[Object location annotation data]
========
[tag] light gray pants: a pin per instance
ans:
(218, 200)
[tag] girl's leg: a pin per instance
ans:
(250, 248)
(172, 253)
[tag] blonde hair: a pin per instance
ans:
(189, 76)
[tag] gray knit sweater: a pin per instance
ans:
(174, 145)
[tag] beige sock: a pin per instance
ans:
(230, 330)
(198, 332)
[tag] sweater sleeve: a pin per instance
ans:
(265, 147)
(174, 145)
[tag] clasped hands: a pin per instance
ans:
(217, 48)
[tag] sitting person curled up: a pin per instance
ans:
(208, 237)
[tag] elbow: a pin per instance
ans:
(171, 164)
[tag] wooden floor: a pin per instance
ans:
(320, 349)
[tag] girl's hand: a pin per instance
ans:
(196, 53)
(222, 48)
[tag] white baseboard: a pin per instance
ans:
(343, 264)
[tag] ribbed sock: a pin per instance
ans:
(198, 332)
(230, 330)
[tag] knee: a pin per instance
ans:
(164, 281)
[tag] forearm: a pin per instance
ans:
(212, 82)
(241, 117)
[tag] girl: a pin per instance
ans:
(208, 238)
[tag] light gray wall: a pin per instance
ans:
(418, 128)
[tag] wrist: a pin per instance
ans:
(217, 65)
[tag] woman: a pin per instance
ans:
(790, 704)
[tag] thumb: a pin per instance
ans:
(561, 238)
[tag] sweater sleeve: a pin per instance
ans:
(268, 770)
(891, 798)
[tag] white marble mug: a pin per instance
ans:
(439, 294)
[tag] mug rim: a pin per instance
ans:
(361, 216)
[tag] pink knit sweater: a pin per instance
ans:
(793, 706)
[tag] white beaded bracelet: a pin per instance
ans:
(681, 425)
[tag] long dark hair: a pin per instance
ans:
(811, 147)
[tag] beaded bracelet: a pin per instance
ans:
========
Please reproduce the listing above in full, character for character, from its first line to its last.

Task response -
[tag] light gray pants: a pin per instance
ans:
(218, 200)
[tag] girl's leg: a pin per instance
ans:
(250, 248)
(172, 253)
[tag] blonde hair: a pin per instance
ans:
(189, 76)
[tag] gray knit sweater: a pin per instance
ans:
(174, 145)
[tag] beige sock: a pin per instance
ans:
(230, 330)
(198, 332)
[tag] sweater sleeve: a pin per instance
ans:
(265, 147)
(174, 145)
[tag] clasped hands: a pin per instance
ans:
(217, 48)
[tag] sitting person curled up: a pin per instance
ans:
(208, 237)
[tag] elbow: a pin per instance
ans:
(171, 164)
[tag] wooden floor: a pin per instance
ans:
(320, 349)
[tag] girl's hand: a pin per instance
ans:
(196, 53)
(222, 48)
[tag] white baseboard: a pin per instance
ans:
(343, 264)
[tag] ribbed sock: a pin per instance
ans:
(198, 332)
(230, 330)
[tag] knee: a pin per instance
ans:
(164, 281)
[tag] forearm: a pin per instance
ans:
(212, 82)
(241, 117)
[tag] girl: a pin per instance
ans:
(208, 238)
[tag] light gray wall: a pin per instance
ans:
(418, 128)
[tag] wrist: a pin per instance
ans:
(217, 65)
[tag] woman: a pin per instance
ans:
(790, 704)
[tag] thumb: a pin per instance
ans:
(561, 238)
[tag] sweater sleeve: a pin per instance
ans:
(268, 770)
(891, 798)
[tag] white marble mug: a pin per instance
ans:
(439, 294)
[tag] mug rim: a pin per instance
ans:
(361, 216)
[tag] pink knit sweater: a pin per instance
ans:
(793, 706)
[tag] white beaded bracelet: a pin per instance
ans:
(681, 425)
[tag] long dark hair: a pin per instance
ans:
(811, 147)
[tag] beaded bracelet: a pin per instance
ans:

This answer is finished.